_PASSAGE TO READ:_
With IAN CARMICHAEL, TERRY-THOMAS, JANETTE SCOTT, ALASTAIR SIM, DENNIS PRICE. This witty and thoroughly entertaining farce is aptly subtitled "How To Win Without Actually Cheating." It is the story of Henry Palfrey, a self-described failure. Henry is a bona-fide wimp, the type of poor soul who fades into the wallpaper at parties. He has just met April Smith, the girl of his dreams. However, he quite rightly senses that he is in danger of losing her to the more aggressive and self-assured Raymond Delauney (played in his own peerless style by Terry-Thomas). Henry is not only desperate to capture Aprils heart but is weary of going through life being pushed around and ignored. So he enrolls in the "College Of Lifemanship," where he hopes to transform his personality. The headmaster (a perfectly cast Alastair Sim) promptly informs him that "the world is divided into winners and losers. In a word, the one-up and the one-down. Lifemanship is the science of being one-up!on your opponent at all times, making them feel less desirable and less worthy." Who are your opponents? Everybody in the world who is not you! At the college, Henry takes courses in "Gamesmanship" and "Woo-Manship." He proves to be an apt student, learning his lessons well and even receiving personalized tutoring from the headmaster. Then he gets to put his classroom learning into real-life practice, with surprising and hilarious results. Anyone who has ever owned a British car is in for a special treat...and you deserve one! You will be cheering for Henry as he attempts to one-up the caddish Delauney. The finale is especially clever and revealing. We wont be giving too much away if we say that it involves that most dreaded of emotion-sincerity! Recommended. Letterboxed. 90 minutes. ... Read more

Reviews (2)

_SOURCE EXCERPT:_
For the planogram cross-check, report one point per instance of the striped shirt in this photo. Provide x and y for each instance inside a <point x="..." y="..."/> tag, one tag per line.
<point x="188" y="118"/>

_GIVEN REQUEST A:_
Answer these questions from the film review:
(i) Who plays Raymond Delauney?
(ii) Which two courses does Henry take at the college?
(iii) How long does the film run?
_GIVEN REQUEST B:_ Pick up the film review where it stops and keep writing it.
The data plays no part in this work.

_FINAL RESULT A:_
(i) Terry-Thomas
(ii) "Gamesmanship" and "Woo-Manship"
(iii) 90 minutes

_FINAL RESULT B:_
5-0 out of 5 stars He who is not one up is one down! This movie, 5-up!
"... the moment when Adam bit into that apple. At which moment, the first loser was born. Yes, the pattern was set. The world was divided not into male and female, that's a mere superficial division of minor importance. No, there is another division, another dichotomy more basic, more profound. At that fateful moment, the world was divided into winners and losers, top men and underdogs. In a word, the one up and the one down." --from Professor Potter's lecture at the College of Lifemanship, Yeovil.

Or How To Win Without Actually Cheating. That's the subtitle of School For Scoundrels, this brilliant piece of British comedy from 1960, a title my father saw long ago and which I got him for a Christmas present, with a screenplay by Peter Ustinov no less adapted from three Stephen Potter novels.

Poor Henry Palfrey! Clearly, he's constantly in a one-down position to the whole world. In a flashback, we see how despite being an executive in his late uncle's firm, he's dominated by his chief clerk Gloatbridge, who treats him like a non-entity. He literally bumps into the girl of his dreams, April Smith, a stunning but sweet, clean girl who's a brunette version of Betty Grable. However, a rascally, gap-toothed, smooth-talking acquaintance, Raymond Delawney, impresses April with his savoir-faire in wines and food, and even his snazzy Bellini sports car. Palfrey ends up getting a lemon and horribly losing a tennis match, where Delawney replies with a plummy "hard cheese!" every time he misses a point, causing him to lose face in front of April.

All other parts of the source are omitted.